Written instruction
All lines from the one with "of the motorcycle" to the end need to be copied exactly, with nothing before them.

···

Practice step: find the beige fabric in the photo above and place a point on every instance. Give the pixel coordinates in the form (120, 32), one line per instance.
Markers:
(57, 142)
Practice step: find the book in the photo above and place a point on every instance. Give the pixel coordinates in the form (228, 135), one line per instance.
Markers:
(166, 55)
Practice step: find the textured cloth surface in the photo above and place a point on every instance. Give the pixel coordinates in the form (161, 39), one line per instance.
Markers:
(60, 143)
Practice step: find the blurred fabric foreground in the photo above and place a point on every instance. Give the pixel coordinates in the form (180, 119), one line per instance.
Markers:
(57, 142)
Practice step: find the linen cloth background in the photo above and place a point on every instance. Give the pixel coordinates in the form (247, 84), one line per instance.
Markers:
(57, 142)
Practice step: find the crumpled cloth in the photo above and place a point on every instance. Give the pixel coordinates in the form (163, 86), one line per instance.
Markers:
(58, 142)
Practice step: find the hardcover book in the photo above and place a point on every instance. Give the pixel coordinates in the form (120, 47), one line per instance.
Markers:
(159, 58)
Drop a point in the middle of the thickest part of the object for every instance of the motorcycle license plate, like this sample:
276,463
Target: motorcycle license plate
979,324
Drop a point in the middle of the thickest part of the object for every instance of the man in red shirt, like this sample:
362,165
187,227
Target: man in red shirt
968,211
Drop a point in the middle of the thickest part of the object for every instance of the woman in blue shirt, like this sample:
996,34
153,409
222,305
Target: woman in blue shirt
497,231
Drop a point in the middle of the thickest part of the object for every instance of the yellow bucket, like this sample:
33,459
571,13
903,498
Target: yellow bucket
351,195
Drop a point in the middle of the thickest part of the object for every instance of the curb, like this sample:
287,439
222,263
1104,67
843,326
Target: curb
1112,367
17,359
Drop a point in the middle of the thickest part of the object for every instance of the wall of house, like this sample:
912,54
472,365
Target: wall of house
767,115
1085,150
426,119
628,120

···

Task output
Drop a point in the middle of the thickest part of the object for every instance of the motorcycle license plate, like this sample:
276,463
Target: motorcycle license plate
979,324
Drop a point in the middle of the thickest part of the object for every instance of the man in red shirt, like this sample:
362,165
187,227
Target: man in red shirt
968,211
Drop a point in the middle of the thickest part of the object for every instance of the woman in blue shirt, like this sample:
996,34
153,409
222,305
Target: woman in blue shirt
497,231
Drop a point in the middle of the thickest part of the object for every instance of the yellow bucket, like this sample:
33,459
571,13
903,498
Target: yellow bucket
351,195
Drop a point in the middle of the thickest part of the object for every instance of the curb, like this sample:
287,439
222,263
1104,67
843,326
Target: curb
1112,367
17,359
Drop a point in the middle of the thickest part of the object for every instance of the wall of house, like this sample:
912,54
472,365
Target: wall of house
767,115
1085,150
426,119
628,120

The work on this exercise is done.